## Excerpt to read
* START *

Approximate RAM usage during inference:

| Component | TimesFM 2.5 (200M) | TimesFM 2.0 (500M) |
| --------- | ------------------- | ------------------- |
| Model weights | ~800 MB | ~2 GB |
| Runtime overhead | ~500 MB | ~1 GB |
| Input/output buffers | ~200 MB per 1000 series | ~500 MB per 1000 series |
| **Total (small batch)** | **~1.5 GB** | **~3.5 GB** |
| **Total (large batch)** | **~3 GB** | **~6 GB** |

**Formula**: `RAM ≈ model_weights + 0.5 GB + (0.2 MB × num_series × context_length / 1000)`

### GPU Memory (VRAM)

| Component | TimesFM 2.5 (200M) |
| --------- | ------------------- |
| Model weights | ~800 MB |
| KV cache + activations | ~200–500 MB (scales with context) |
| Batch buffers | ~100 MB per 100 series at context=1024 |
| **Total (batch=32)** | **~1.2 GB** |
| **Total (batch=128)** | **~1.8 GB** |
| **Total (batch=256)** | **~2.5 GB** |

### Disk Space

| Item | Size |
| ---- | ---- |
| TimesFM 2.5 safetensors | ~800 MB |
| Hugging Face cache overhead | ~200 MB |
| **Total download** | **~1 GB** |

Model weights are downloaded once from Hugging Face Hub and cached in
`~/.cache/huggingface/` (or `$HF_HOME`).

## GPU Selection Guide

### NVIDIA GPUs (CUDA)

| GPU | VRAM | Recommended batch | Notes |
| --- | ---- | ----------------- | ----- |
| RTX 3060 | 12 GB | 64 | Good entry-level |
| RTX 3090 / 4090 | 24 GB | 256 | Excellent for production |
| A100 (40 GB) | 40 GB | 512 | Cloud/HPC |
| A100 (80 GB) | 80 GB | 1024 | Cloud/HPC |
| T4 | 16 GB | 128 | Cloud (Colab, AWS) |
| V100 | 16–32 GB | 128–256 | Cloud |

### Apple Silicon (MPS)

* END *

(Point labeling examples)

* START *

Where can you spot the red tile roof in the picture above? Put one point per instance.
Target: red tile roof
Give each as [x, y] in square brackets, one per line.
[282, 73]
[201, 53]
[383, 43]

* END *

## Exercise set
**a)** In the TimesFM hardware requirements excerpt, which NVIDIA GPU has a recommended batch size of 1024?
**b)** Continue the TimesFM hardware requirements excerpt, starting after its final heading.

## Answers to the exercises
**a)** The A100 (80 GB).

**b)**
| Chip | Unified Memory | Recommended batch | Notes |
| ---- | -------------- | ----------------- | ----- |
| M1 | 8–16 GB | 16–32 | Works, slower than CUDA |
| M1 Pro/Max | 16–64 GB | 32–128 | Good performance |
| M2/M3/M4 Pro/Max | 18–128 GB | 64–256 | Excellent |

### CPU Only

Works on any CPU with sufficient RAM. Expect 5–20× slower than GPU.

## Python and Package Requirements

| Requirement | Minimum | Recommended |
| ----------- | ------- | ----------- |
| Python | 3.10 | 3.12+ |
| numpy | 1.26.4 | latest |
| torch | 2.0.0 | latest |
| huggingface_hub | 0.23.0 | latest |
| safetensors | 0.5.3 | latest |

### Optional Dependencies

| Package | Purpose | Install |
| ------- | ------- | ------- |
| jax | Flax backend | `pip install jax[cuda]` |
| flax | Flax backend | `pip install flax` |
| scikit-learn | XReg covariates | `pip install scikit-learn` |

## Operating System Compatibility

| OS | Status | Notes |
| -- | ------ | ----- |
| Linux (Ubuntu 20.04+) | ✅ Fully supported | Best performance with CUDA |
| macOS 13+ (Ventura) | ✅ Fully supported | MPS acceleration on Apple Silicon |
| Windows 11 + WSL2 | ✅ Supported | Use WSL2 for best experience |
| Windows (native) | ⚠️ Partial | PyTorch works, some edge cases |

## Troubleshooting

### Out of Memory (OOM)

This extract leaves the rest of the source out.